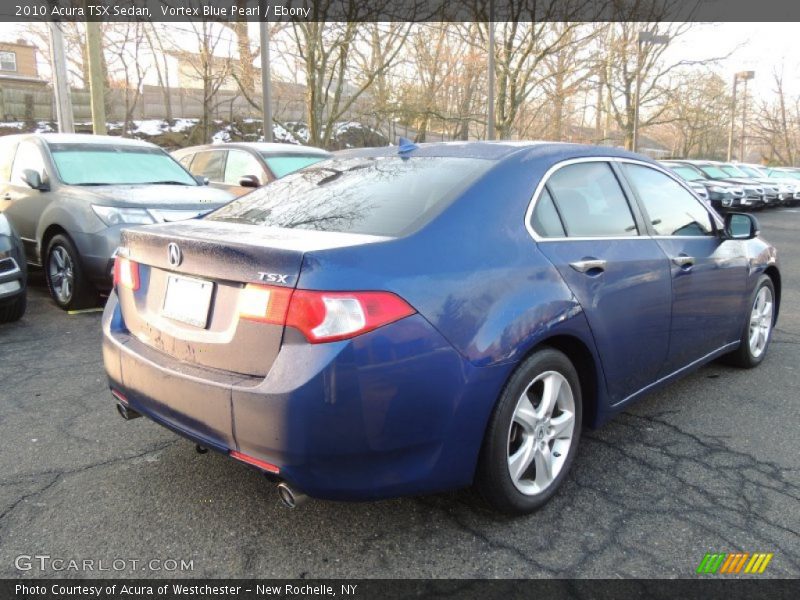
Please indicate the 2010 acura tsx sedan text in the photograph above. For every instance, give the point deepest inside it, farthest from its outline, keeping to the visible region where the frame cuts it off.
(395, 322)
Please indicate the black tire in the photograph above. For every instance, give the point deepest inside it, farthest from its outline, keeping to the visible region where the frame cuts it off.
(743, 356)
(82, 293)
(493, 479)
(13, 309)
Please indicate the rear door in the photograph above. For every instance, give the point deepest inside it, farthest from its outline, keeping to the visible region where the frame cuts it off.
(709, 274)
(587, 228)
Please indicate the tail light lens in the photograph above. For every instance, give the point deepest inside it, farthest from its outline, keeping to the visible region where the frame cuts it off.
(126, 273)
(322, 316)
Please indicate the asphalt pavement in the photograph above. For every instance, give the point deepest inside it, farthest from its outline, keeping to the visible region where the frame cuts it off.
(709, 464)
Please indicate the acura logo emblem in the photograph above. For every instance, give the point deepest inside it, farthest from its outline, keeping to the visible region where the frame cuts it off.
(174, 254)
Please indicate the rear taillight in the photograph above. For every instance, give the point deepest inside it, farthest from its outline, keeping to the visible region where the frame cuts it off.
(126, 273)
(322, 316)
(264, 303)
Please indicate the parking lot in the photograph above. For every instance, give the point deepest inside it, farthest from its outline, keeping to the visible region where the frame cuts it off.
(710, 464)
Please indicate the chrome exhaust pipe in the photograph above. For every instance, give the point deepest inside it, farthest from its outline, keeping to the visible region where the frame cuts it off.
(290, 497)
(127, 413)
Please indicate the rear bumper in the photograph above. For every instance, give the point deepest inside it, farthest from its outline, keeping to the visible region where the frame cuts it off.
(394, 412)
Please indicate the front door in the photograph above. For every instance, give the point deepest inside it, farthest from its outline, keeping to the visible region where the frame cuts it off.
(709, 274)
(621, 278)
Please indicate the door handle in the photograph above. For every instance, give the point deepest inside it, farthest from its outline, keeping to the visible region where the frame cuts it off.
(683, 261)
(593, 264)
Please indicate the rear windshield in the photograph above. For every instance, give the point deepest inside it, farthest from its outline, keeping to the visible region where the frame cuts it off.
(388, 196)
(109, 164)
(281, 166)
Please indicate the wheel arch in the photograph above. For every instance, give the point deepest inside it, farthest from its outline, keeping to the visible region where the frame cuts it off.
(48, 234)
(775, 275)
(583, 360)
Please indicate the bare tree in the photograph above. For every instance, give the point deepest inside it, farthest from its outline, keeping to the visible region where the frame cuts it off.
(125, 42)
(211, 65)
(326, 52)
(777, 126)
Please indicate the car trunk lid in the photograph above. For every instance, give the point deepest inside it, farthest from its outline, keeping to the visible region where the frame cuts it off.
(192, 278)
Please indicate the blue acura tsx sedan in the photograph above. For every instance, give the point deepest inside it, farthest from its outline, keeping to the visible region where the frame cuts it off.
(408, 320)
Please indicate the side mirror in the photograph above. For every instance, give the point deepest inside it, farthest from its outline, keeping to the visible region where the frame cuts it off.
(34, 180)
(741, 226)
(249, 181)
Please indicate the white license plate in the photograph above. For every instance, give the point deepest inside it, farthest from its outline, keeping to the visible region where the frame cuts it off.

**WHAT YOU NEED TO DO**
Reproduce every one of the records above word for word, but leave the pictures out of your copy.

**WRITTEN ANSWER**
Please indicate the 2010 acura tsx sedan text in the photograph above. For every instance, give the point deepest inside it, farthest from its outline, keeping to the visible region where the frame cuts it off.
(395, 322)
Please indicate the black tire in the photograph above. For every instance, give the point deepest inside it, farthest from its outline, keeping to the visible region where the frame cuts it off.
(743, 356)
(82, 293)
(493, 479)
(13, 309)
Please indicate the rear door in the photograph above. For every instance, give the point deepest inside it, farthest from its outline, keeping to the visible region where the frame cuts it off.
(709, 274)
(587, 228)
Please indicate the tail light lens in the photograph above. For every instance, give the point deepest inside it, farthest from its outline, keeping to the visible region where the frame cuts it off.
(126, 273)
(322, 316)
Please indicate the asphalt pavement in the photograph above. For every instance, give the point deepest inside it, farthest from its outline, keeping to the visible region where the frame cuts it off.
(709, 464)
Please indicate the acura logo emblem in the photograph above. For every instance, give the point deepest inside it, farthest from its outline, keeping to the visible region where the frame cuts it off.
(174, 254)
Please indicate the rear taillight in the photograph above. For every instance, give the point deepest inside it, farthest from its outline, keeping to the visible region where the frame cuts it off.
(126, 273)
(322, 316)
(264, 303)
Please indicate the parking lot in the photograph above. For every instance, give the point deepest inside it, farthest from its outline, keeping to the visible region where the frame cuts it off.
(710, 464)
Please indicate the chrome exhaust pipe in the photograph above. For every instance, give the point deepest inside it, farthest from its outline, keeping to the visible region where the frame cuts it off.
(290, 497)
(127, 413)
Please indicate the rear bumper in the photograph above. For every instance, give the point deepest inside it, farthest from its outline, keeping to the visible region where the frame cuts it off.
(394, 412)
Please indicate the front door in the photograph above. For every instance, give the point deepest inside it, farthest from its outline, keeping to the visible region where the frame cuts it off.
(709, 274)
(621, 278)
Please indicate the door handle in the photograph above. For every instance, give the point deepest inside it, farthest from its outline, keeping to the visible region where the frame cuts it off.
(683, 261)
(593, 264)
Please indicate the rear windshield in the photograph above. For every instance, give the point deepest inside it, farthest from its outline, keeping to the visible region where the frame cuts it off.
(388, 196)
(109, 164)
(281, 166)
Please indicate the wheel arch in the photograph above. For every instance, give the point deepest inside it, farthest from its outline, keeping to the visible region where the frame cuts it off.
(48, 234)
(775, 275)
(583, 360)
Please indicate the bare tree in the photograph above. For every instance, give the point deepest inside it, farthest from its outline, keeping to the visible region where the frame cuts it off.
(125, 42)
(211, 65)
(326, 52)
(777, 126)
Please indicate the car trunk lid in the photograph above. For every instance, give the point deepest inside it, farthest from its outline, keeping to the visible region where the frame cuts it off.
(192, 278)
Please indicate the blue acura tsx sedan in the photograph above. For every instance, give the point deepest inside it, farthest from its outline, keeping to the visible region where the frame cuts it off.
(408, 320)
Please indicate the side mirror in the photograph above. For every instance, give the point deepest inside it, farthest from its outline, keeping to the visible region where the frame cuts it off.
(34, 180)
(741, 226)
(249, 181)
Please indicate the white license plate in the photograph above. For every instance, give the point deepest inside it, farthest from its outline, keeping to the visible region where the frame cuts it off.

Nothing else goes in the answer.